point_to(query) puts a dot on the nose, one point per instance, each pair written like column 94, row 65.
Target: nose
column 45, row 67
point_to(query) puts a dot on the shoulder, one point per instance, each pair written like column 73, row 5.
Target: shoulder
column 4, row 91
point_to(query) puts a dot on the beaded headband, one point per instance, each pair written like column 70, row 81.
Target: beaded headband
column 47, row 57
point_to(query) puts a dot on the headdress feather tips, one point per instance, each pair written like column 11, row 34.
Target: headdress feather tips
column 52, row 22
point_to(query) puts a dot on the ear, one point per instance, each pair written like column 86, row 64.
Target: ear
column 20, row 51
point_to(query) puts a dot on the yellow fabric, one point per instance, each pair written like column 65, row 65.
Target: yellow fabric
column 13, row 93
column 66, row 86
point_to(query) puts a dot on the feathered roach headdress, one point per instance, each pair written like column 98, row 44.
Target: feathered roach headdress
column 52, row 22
+++
▸ **GIVEN EXERCISE**
Can you copy every line of the records above word for word, changing nothing?

▸ **COMPLETE RESPONSE**
point_to(query) puts a dot on the nose, one point per instance, each pair written like column 94, row 65.
Target: nose
column 45, row 67
point_to(query) puts a dot on the shoulder, one point per instance, each pair written like column 73, row 5.
Target: shoulder
column 4, row 91
point_to(query) puts a dot on the beaded headband, one point per instance, each pair written like column 70, row 81.
Target: beaded headband
column 47, row 57
point_to(query) puts a dot on the headdress feather tips, one point per instance, each pair written like column 11, row 34.
Target: headdress feather tips
column 52, row 22
point_to(query) puts a dot on the ear, one point per instance, each pair written like column 86, row 64.
Target: ear
column 20, row 51
point_to(query) puts a dot on the yellow fabric, one point per instance, each pair written like column 65, row 65.
Target: yellow fabric
column 13, row 93
column 66, row 86
point_to(query) puts a dot on the feathered roach headdress, one point per instance, each pair written like column 98, row 44.
Target: feathered roach headdress
column 52, row 22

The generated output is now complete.